WHAT YOU NEED TO DO: In the listing below, change every "roof edge" to "roofline" and leave everything else unchanged. Give the listing back without the pictures.

INPUT FOR THIS TASK:
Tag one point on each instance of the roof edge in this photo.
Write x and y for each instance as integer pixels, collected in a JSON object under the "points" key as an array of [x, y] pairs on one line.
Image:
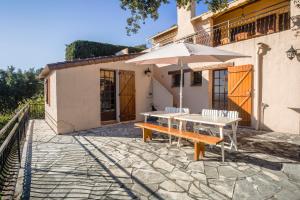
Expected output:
{"points": [[82, 62], [163, 32]]}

SOLUTION TO THIS EXERCISE:
Tag one point on each instance of the roofline in this photo.
Write x and y for each instance as integer pixels, collected in a JSON object under the "points" key as an array of [x, y] pairs on one line.
Image:
Expected output:
{"points": [[82, 62], [163, 32]]}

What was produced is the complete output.